Short exercise A: In the rows below, replace "green" with "blue" and leave everything else unchanged. Omit the pictures from your answer.

Source excerpt:
········

Not quite correct. This started to go off the rails in the mid-2000's when some manufacturers discovered that you could just barely squeeze four drives wide into a 19" rack form factor. This combined nicely with a desire to increase density in the data center, and both of these are tied to cooling capacity. Suddenly we started seeing lots of dual- or quad-CPU in 1U servers. This led to all sorts of weird, because data centers are built around power density. Both electrical supply and cooling are inexorably intertwined. In the '90's, we planned for a peak of about 500W/ft^2 or 1.92kW per rack, but we're now headed into an era where it looks like 20kW per rack may become a common thing.

In the '90's, lots of servers were really more like an ATX midtower chassis turned on side with rack ears added, and these were very pleasant and could be very quiet. Some of this still lives on to this day, take a look at the Supermicro SYS-7048A-T which is a convertible deskside/4U "whisper quiet" workstation unit.

The big trick here is that if you want quiet, you need to engineer for quiet. That means not creating a chassis where air is forced using significant pressure differential. Modern server equipment began diverging from "standard ATX in a sideways can" years ago, so most of the gear destined for data center has become ever more specialized and aimed squarely at the data center. In that sense, yes, engineers care less about noise than about density, but it's still perfectly possible to find, or make, rackmount gear that is noise-optimized.

········

Short exercise B: Copy the stretch of the server-noise excerpt from "Not quite correct." through "a common thing.".

Material supplied:
········

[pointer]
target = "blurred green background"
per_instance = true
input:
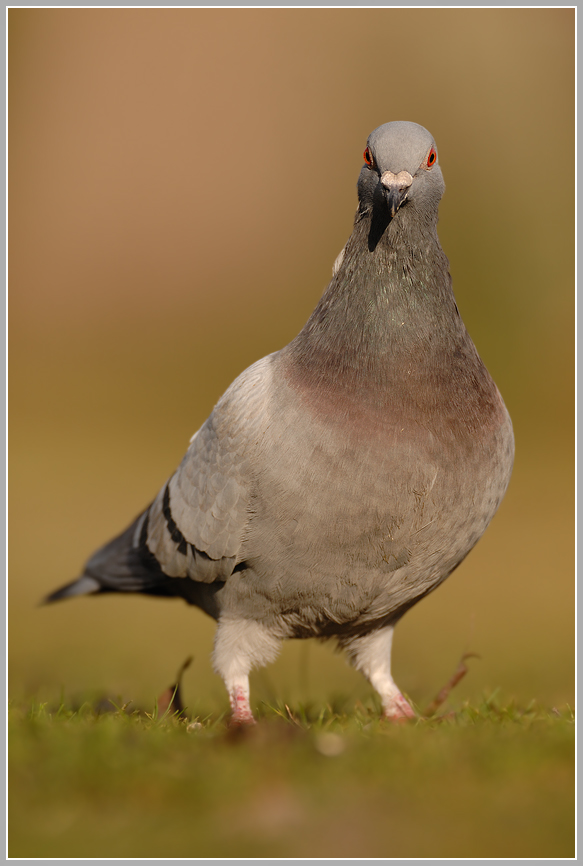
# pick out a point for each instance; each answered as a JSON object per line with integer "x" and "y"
{"x": 180, "y": 183}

········

Task output A:
[pointer]
target = "blurred blue background"
per_instance = true
input:
# pick out a point for each instance; each answered as a JSON object per line with integer "x" and "y"
{"x": 180, "y": 183}

Task output B:
Not quite correct. This started to go off the rails in the mid-2000's when some manufacturers discovered that you could just barely squeeze four drives wide into a 19" rack form factor. This combined nicely with a desire to increase density in the data center, and both of these are tied to cooling capacity. Suddenly we started seeing lots of dual- or quad-CPU in 1U servers. This led to all sorts of weird, because data centers are built around power density. Both electrical supply and cooling are inexorably intertwined. In the '90's, we planned for a peak of about 500W/ft^2 or 1.92kW per rack, but we're now headed into an era where it looks like 20kW per rack may become a common thing.